2021 ha sido año de exploración marciana. El 18 de febrero aterrizó en el planeta rojo Perseverance, un vehículo que había sido lanzado por la NASA el 30 de julio de 2020. Y por si poner un cochecito lleno de instrumentos científicos en la superficie de Marte y hacer que se desplace por su superficie fuese hazaña pequeña, el 19 de abril la NASA hizo volar un pequeño helicóptero, de nombre Ingenuity. Que sepamos, es la primera vez que un artilugio semejante sobrevuela ese planeta o cualquier otro distinto del nuestro. Y desde entonces, a comienzos de este mes de diciembre lo había hecho ya en diecisiete ocasiones.
Esos no son los únicos hitos de la exploración espacial de este año, porque el pasado día 25 fue lanzado al espacio, a bordo del cohete Ariane 5, el telescopio James Webb. Será el sustituto del Hubble y, si todo funciona como es de esperar, será capaz de obtener imágenes mejores y de objetos astronómicos más lejanos aún que su predecesor. El telescopio ha sido lanzado por un consorcio formado por las agencias espaciales estadounidense, europea y canadiense.
En 2021 la inteligencia artificial ha seguido haciendo de las suyas, para bien y para mal. Me han impresionado dos grandes logros. Uno ha sido el descubrimiento, gracias a su potencial, de 301 nuevos planetas fuera del Sistema Solar. Y el otro su aplicación para decodificar con éxito actividad neurológica encefálica de macacos, registrada mediante ultrasonidos, y anticipar así los movimientos que se proponían hacer. Corresponden a áreas muy diferentes, y se suman a hallazgos tan asombrosos como la capacidad para determinar la estructura y forma de las proteínas a partir de su secuencia de aminoácidos, que se había conseguido en 2020. La cara negativa es la constatación, en reiteradas ocasiones, de que la inteligencia artificial dota a sus productos de sesgos indeseables. Son el reflejo de prejuicios y estereotipos negativos para con quienes forman parte de ciertos grupos de población, y deben, por ello neutralizarse, para que no perjudiquen a las personas pertenecientes a esos grupos cuando se aplican en la esfera social y económica.

────────────────────────────────────────

La tarea: Transcribe sin cambios el pasaje del texto que arranca en las palabras "2021 ha sido" y se detiene justo después de "en diecisiete ocasiones.".

Información mostrada:
────────────────────────────────────────

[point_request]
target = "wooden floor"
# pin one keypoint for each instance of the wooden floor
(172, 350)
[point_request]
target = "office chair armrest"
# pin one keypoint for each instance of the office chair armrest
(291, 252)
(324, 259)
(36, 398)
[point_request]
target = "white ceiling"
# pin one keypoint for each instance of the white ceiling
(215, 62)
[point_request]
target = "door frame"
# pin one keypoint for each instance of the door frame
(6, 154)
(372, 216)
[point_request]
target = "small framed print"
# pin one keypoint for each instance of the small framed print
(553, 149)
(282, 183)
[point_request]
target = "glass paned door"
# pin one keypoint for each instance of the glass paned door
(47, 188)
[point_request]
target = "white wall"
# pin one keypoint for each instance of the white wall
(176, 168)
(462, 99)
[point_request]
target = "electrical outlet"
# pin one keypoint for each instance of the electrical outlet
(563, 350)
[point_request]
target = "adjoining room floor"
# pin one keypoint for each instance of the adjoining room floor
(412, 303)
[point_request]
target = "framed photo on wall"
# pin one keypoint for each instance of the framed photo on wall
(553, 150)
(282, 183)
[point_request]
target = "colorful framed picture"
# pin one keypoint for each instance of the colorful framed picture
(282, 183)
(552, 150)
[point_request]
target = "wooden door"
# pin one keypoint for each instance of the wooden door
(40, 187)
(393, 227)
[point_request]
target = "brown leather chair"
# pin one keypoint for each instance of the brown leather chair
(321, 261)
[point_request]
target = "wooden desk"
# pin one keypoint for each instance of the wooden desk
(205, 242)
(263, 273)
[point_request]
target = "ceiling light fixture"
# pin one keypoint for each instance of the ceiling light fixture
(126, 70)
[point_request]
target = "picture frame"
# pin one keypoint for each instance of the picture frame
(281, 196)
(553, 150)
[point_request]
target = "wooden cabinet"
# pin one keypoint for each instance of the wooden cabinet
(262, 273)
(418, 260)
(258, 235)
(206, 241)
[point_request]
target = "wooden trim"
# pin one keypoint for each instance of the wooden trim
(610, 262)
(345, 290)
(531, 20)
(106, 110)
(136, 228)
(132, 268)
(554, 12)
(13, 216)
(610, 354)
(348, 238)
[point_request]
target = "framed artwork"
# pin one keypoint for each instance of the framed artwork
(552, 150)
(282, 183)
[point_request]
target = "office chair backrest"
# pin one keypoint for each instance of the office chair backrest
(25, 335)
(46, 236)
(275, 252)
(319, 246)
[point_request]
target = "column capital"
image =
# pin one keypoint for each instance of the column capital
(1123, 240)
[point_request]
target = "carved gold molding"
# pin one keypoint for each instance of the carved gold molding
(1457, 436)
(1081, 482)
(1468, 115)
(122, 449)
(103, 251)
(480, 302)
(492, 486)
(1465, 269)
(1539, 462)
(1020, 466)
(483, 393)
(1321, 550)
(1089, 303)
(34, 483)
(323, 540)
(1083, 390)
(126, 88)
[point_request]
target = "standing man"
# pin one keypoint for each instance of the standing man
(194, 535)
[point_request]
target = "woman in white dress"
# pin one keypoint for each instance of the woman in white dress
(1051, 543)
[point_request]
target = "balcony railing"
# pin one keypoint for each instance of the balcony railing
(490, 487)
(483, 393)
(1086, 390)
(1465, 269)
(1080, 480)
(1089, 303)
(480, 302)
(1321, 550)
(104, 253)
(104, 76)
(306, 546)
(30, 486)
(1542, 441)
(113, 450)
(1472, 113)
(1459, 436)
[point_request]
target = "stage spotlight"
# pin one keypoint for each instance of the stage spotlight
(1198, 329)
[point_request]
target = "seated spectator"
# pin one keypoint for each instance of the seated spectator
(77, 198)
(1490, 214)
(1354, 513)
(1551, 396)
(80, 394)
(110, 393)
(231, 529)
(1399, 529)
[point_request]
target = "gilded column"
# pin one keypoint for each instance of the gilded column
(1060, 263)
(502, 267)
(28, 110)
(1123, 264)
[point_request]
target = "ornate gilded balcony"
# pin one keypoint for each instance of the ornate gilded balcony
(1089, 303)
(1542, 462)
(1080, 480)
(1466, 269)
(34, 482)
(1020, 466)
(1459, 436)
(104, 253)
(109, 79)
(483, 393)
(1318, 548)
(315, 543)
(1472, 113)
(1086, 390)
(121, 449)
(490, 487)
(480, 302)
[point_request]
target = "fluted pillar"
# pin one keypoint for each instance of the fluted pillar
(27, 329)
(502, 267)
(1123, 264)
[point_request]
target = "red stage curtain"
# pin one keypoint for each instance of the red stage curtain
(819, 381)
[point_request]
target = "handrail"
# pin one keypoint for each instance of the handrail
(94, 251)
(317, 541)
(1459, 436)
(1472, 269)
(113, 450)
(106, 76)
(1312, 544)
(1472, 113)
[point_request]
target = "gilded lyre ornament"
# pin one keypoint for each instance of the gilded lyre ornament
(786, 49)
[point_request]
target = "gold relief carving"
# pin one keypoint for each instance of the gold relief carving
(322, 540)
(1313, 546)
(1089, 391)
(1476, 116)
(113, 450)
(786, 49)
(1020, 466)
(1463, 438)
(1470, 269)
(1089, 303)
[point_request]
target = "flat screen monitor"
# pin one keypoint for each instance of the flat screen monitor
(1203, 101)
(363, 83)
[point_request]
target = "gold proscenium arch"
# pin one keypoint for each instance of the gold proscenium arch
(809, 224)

────────────────────────────────────────

Solución del ejercicio:
2021 ha sido año de exploración marciana. El 18 de febrero aterrizó en el planeta rojo Perseverance, un vehículo que había sido lanzado por la NASA el 30 de julio de 2020. Y por si poner un cochecito lleno de instrumentos científicos en la superficie de Marte y hacer que se desplace por su superficie fuese hazaña pequeña, el 19 de abril la NASA hizo volar un pequeño helicóptero, de nombre Ingenuity. Que sepamos, es la primera vez que un artilugio semejante sobrevuela ese planeta o cualquier otro distinto del nuestro. Y desde entonces, a comienzos de este mes de diciembre lo había hecho ya en diecisiete ocasiones.